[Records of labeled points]
++++++++++
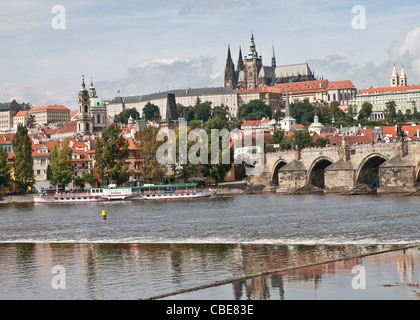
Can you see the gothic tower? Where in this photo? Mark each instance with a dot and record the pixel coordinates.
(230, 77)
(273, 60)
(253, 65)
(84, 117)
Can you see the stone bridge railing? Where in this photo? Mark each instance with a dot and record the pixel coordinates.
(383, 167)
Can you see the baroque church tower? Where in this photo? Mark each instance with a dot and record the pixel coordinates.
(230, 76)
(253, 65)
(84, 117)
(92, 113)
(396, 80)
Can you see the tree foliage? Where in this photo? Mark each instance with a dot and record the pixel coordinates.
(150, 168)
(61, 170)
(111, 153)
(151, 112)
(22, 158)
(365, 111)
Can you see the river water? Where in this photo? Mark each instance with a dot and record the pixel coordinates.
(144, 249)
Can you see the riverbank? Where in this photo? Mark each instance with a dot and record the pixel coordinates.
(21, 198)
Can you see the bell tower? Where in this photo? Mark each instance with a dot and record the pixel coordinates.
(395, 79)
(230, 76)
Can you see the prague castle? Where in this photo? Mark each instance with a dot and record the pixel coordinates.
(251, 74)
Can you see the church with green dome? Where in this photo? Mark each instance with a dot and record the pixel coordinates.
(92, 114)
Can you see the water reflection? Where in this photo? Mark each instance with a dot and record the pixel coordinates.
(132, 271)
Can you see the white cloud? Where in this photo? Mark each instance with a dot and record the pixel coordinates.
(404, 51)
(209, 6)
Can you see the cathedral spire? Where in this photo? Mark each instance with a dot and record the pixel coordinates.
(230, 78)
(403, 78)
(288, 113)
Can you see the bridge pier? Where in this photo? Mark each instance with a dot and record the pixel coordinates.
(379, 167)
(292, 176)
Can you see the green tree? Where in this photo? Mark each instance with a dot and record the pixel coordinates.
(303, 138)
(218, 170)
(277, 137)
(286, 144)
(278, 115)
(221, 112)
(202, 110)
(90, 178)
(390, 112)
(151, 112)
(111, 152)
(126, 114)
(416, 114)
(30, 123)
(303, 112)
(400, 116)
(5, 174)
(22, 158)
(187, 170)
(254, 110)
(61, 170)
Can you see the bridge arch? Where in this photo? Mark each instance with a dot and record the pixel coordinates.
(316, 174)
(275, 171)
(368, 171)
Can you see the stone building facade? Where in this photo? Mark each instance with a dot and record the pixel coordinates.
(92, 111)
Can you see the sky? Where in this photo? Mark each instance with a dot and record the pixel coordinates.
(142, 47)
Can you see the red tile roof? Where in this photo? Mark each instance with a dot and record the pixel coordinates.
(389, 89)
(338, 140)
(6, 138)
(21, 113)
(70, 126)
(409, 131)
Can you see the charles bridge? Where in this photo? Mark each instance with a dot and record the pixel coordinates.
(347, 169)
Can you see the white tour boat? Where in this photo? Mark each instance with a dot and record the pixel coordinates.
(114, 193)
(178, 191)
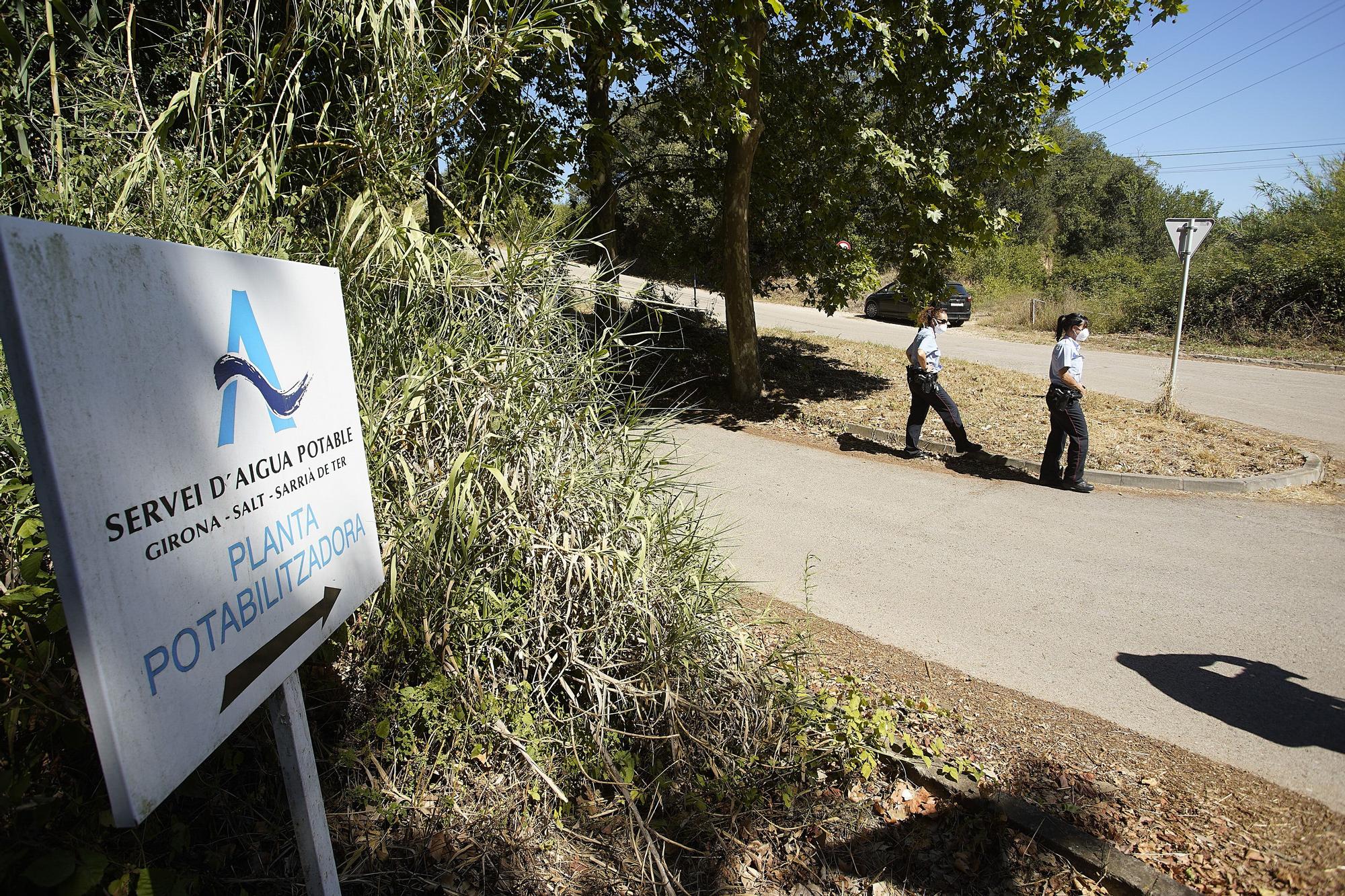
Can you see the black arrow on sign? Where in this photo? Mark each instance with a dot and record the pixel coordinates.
++++++++++
The lines from the one holding "Can you see the sky?" through the end of the material above are to be echoed exactly, both ends included. Do not include pictures.

REPLY TO THE EXERCISE –
Can you see the sky? Where in this photo? Mark each instance with a dot and record the pixel coordinates.
(142, 47)
Can you see the red tile roof? Where in this photo? Mark each instance with a dot and record the pixel coordinates.
(389, 89)
(338, 140)
(6, 138)
(21, 113)
(70, 126)
(409, 131)
Can you see the charles bridge? Where in this photo? Mark each instance with a dot and record the pixel coordinates.
(347, 169)
Can you see the white tour boat? Where in this photo? Mark each instance with a dot and record the pixel coordinates.
(114, 193)
(178, 191)
Can you see the black arrow on sign? Where in this photo? Mark each instance with a dot and record the pixel coordinates.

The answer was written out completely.